▸ TEXTO CITADO
+-------+

A regra que estipula que quem perde paga o honorário do advogado de quem ganha é uma das novidades na CLT. São os chamados honorários de sucumbência, regra prevista no artigo 791-A da reforma, em vigor desde novembro do ano passado.
“Antes da reforma trabalhista não existia essa questão dos honorários de sucumbência, fixados entre 5% a 15% do valor total da ação”, explica James Siqueira, sócio do escritório Augusto Siqueira Advogados.
No caso do ex-funcionário da concessionária, a juíza do Trabalho Adenir Alves da Silva Carruesco, da 1ª Vara de Trabalho de Rondonópolis (MT), decidiu aplicar o percentual de 5% do valor total da ação.
É aí que entra a razão da dor de cabeça ao custo de 750 mil reais ao trabalhador: ele pedia 18.578.363,14 reais na ação, por conta de descontos indevidos em comissões de venda, benefícios não pagos e compensações por danos morais.
Na própria petição inicial, o ex-funcionário pedia a condenação da concessionária em honorários sucumbenciais. “Por isso, é difícil defender que a decisão foi extremamente injusta quando o valor da causa é multimilionário e requer-se expressamente na petição inicial a condenação da ré em honorários sucumbenciais”, diz a advogada Roberta de Oliveira Souza, especialista em direito público, processo e direito do trabalho.

+-------+

▸ Trecho de um conjunto de dados
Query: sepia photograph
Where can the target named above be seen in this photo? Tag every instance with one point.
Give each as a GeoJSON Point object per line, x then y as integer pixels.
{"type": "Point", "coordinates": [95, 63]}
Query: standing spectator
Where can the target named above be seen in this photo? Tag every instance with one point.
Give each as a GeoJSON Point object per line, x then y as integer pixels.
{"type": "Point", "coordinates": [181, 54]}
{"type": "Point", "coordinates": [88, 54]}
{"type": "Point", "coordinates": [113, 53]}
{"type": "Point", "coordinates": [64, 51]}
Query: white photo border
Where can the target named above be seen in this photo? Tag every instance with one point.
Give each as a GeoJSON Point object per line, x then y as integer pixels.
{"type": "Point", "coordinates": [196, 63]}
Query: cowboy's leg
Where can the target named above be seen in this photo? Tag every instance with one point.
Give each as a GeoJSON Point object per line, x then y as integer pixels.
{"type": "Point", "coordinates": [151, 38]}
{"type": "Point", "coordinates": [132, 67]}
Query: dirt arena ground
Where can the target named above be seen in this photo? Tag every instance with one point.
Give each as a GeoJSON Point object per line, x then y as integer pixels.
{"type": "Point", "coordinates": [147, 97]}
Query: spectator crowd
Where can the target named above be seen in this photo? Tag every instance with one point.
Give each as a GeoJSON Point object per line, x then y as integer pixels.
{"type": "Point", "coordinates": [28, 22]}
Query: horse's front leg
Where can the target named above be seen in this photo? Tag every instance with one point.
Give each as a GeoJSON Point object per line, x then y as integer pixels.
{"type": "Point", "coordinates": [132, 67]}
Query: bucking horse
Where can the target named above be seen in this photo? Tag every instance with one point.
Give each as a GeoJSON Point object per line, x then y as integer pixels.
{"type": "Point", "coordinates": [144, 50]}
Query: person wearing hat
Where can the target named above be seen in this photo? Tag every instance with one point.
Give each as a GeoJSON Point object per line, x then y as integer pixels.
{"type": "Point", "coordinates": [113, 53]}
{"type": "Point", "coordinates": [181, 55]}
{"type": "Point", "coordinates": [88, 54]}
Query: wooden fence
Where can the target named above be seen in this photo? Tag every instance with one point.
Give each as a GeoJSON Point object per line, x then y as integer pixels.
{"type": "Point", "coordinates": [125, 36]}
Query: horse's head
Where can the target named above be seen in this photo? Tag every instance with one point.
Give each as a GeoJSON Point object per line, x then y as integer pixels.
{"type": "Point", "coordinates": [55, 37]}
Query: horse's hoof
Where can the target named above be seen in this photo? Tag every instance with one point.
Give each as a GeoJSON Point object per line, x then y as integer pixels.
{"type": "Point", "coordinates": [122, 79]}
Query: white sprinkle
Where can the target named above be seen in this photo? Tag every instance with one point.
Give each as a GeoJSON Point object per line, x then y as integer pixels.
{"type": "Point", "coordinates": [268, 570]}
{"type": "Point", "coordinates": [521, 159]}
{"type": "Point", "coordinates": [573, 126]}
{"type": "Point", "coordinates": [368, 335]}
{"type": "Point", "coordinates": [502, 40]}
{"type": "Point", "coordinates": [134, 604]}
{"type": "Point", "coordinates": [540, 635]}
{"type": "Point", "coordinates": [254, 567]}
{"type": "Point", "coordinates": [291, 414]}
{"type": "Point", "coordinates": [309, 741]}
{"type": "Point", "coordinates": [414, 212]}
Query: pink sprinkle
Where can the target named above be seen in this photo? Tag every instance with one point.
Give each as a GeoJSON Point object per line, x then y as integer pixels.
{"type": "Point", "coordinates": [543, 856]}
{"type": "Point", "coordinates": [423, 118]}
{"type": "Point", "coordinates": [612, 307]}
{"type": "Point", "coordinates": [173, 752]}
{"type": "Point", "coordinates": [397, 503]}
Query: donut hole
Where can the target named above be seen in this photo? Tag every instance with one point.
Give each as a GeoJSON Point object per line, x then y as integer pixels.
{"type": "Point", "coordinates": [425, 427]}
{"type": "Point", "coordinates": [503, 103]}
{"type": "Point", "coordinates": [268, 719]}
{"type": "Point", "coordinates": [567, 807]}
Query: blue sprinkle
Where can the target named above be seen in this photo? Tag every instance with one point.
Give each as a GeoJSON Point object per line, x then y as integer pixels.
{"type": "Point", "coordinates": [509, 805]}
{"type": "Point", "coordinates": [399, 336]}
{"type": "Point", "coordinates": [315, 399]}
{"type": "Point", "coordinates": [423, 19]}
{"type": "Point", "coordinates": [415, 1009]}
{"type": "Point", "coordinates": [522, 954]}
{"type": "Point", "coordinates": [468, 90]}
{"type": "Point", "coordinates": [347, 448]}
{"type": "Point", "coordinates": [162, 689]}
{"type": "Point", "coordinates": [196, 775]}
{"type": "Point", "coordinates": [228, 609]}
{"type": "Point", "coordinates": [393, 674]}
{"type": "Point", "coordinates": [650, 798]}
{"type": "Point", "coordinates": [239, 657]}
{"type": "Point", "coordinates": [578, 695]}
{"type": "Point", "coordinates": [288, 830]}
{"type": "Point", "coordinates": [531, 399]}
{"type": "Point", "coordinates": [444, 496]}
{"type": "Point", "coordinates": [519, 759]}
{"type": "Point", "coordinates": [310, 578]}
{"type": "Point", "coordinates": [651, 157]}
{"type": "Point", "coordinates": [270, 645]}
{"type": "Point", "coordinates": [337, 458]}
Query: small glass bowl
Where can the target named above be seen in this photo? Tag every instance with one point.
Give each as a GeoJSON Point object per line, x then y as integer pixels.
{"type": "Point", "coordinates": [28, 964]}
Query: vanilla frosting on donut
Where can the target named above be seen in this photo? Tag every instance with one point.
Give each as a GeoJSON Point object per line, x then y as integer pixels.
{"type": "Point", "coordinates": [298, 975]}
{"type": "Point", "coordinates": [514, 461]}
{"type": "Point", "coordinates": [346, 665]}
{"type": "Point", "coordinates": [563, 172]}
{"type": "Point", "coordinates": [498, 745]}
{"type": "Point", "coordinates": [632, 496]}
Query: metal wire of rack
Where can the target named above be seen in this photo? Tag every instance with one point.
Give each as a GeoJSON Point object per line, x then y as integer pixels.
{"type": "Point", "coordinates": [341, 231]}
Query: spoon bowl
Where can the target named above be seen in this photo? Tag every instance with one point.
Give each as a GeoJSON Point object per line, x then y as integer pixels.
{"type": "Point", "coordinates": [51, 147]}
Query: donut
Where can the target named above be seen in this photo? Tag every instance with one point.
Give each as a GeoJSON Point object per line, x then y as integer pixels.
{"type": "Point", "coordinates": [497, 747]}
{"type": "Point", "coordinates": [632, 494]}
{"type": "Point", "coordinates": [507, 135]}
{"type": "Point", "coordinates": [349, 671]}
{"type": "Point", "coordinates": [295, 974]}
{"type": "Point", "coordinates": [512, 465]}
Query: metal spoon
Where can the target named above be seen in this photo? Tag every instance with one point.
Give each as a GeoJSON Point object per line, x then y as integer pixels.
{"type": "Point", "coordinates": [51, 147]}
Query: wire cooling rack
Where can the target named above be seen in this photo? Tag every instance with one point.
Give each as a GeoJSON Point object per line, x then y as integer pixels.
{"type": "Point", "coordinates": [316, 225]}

+-------+

▸ ENUNCIADO
Reproduza sem alterações a passagem do texto sobre honorários de sucumbência que vai de "A regra que" a "do ano passado.". As linhas não guardam relação alguma com o texto sobre honorários de sucumbência.

▸ RESOLUÇÃO COMENTADA
A regra que estipula que quem perde paga o honorário do advogado de quem ganha é uma das novidades na CLT. São os chamados honorários de sucumbência, regra prevista no artigo 791-A da reforma, em vigor desde novembro do ano passado.